__SOURCE RECORDS__.
+++

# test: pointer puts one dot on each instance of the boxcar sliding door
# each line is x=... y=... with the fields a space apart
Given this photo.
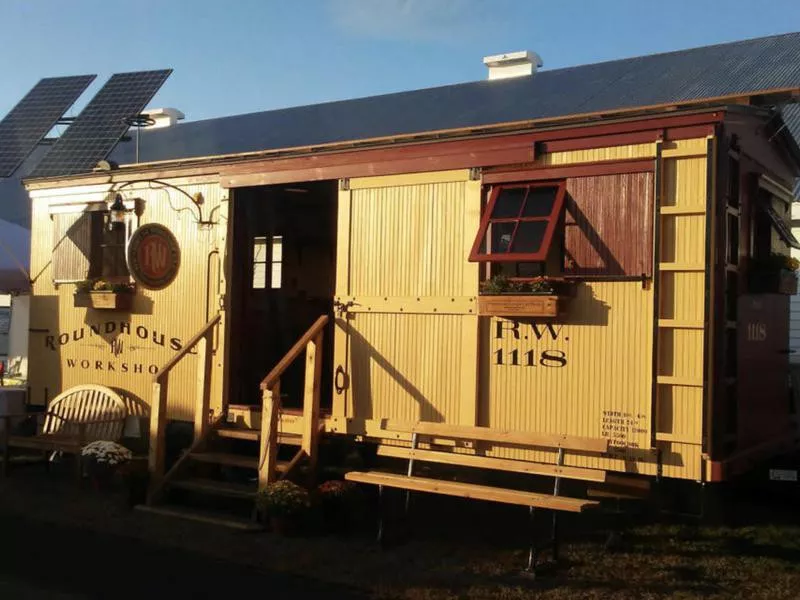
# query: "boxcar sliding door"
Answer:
x=406 y=336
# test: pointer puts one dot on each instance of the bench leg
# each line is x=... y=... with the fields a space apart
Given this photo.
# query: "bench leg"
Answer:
x=555 y=536
x=6 y=456
x=78 y=469
x=531 y=568
x=381 y=511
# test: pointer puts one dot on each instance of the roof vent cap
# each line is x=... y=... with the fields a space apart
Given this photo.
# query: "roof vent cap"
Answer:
x=164 y=117
x=512 y=64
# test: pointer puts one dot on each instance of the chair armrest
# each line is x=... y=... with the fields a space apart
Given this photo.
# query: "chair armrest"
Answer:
x=100 y=421
x=17 y=415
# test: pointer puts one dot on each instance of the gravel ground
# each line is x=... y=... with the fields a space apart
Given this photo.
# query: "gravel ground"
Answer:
x=62 y=542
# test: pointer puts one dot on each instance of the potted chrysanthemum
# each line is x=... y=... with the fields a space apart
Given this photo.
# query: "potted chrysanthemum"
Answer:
x=283 y=503
x=102 y=459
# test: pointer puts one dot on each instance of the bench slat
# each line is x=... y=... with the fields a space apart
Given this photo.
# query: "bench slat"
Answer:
x=501 y=464
x=500 y=436
x=469 y=490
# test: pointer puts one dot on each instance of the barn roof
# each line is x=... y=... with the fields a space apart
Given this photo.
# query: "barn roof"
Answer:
x=748 y=67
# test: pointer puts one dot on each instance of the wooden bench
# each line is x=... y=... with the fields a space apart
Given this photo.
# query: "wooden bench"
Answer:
x=443 y=441
x=82 y=414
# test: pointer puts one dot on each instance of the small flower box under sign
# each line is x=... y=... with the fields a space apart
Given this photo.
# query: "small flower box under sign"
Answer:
x=513 y=305
x=104 y=300
x=502 y=297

+++

__WHAT NEEDS TO BE DONE__.
Everything in the data except the pictures needs to be written out exactly.

__OUTPUT OF THE EXERCISE__.
# test: pointer puts one dot on each instance of the boxcar sliding door
# each line is x=... y=... with the fields a space apart
Given this photo.
# query: "boxcar sliding door"
Answer:
x=406 y=336
# test: pointer puts one dot on each instance of the bench leg
# each line is x=... y=... with the fields a space apart
Given this photo.
# query: "bench leg"
Answer:
x=555 y=536
x=6 y=456
x=78 y=469
x=531 y=568
x=381 y=511
# test: pointer puts one dot on each instance of the roof vent cap
# each line is x=... y=... with the fields a space apart
Given this photo.
# query: "roof vent cap"
Answer:
x=164 y=117
x=512 y=64
# test: pointer puts one dot on each instance of the chair armrest
# each line is x=... y=... with the fields a space apart
Given this photo.
# query: "chair armrest"
Answer:
x=100 y=421
x=17 y=415
# test: pointer puts one dot on each instance of the gravel ground
# each line is x=... y=... with the fields a space apart
Given this photo.
# query: "gravel ground"
Answer:
x=62 y=542
# test: pointer puts one dot on each instance of the potted chrysanthemum
# each line is x=... y=... with the fields a space apart
Given this photo.
# query: "potted chrysanthemum"
Answer:
x=283 y=503
x=102 y=459
# test: pointer puts one dot on each instance of the bench slat
# each line is x=... y=... with the fields a space apart
Given this photo.
# query: "bench slat"
Answer:
x=501 y=464
x=500 y=436
x=469 y=490
# test: pointer puts one dot on each instance of the barn roof
# each line is x=... y=... with the fields a space apart
Given this photo.
# query: "barn roof"
Answer:
x=748 y=67
# test: pointer puts one dot on each instance of the wooden bench
# each line is x=... y=... with the fields a space apart
Given this photo.
# query: "wooden bench"
Answer:
x=443 y=441
x=82 y=414
# test: pointer puts one dot on each instance of the small flower box under sign
# each line is x=... y=... with the fields a space apart
Given this photo.
# query: "small flower box under sign"
Answer:
x=513 y=305
x=104 y=300
x=502 y=297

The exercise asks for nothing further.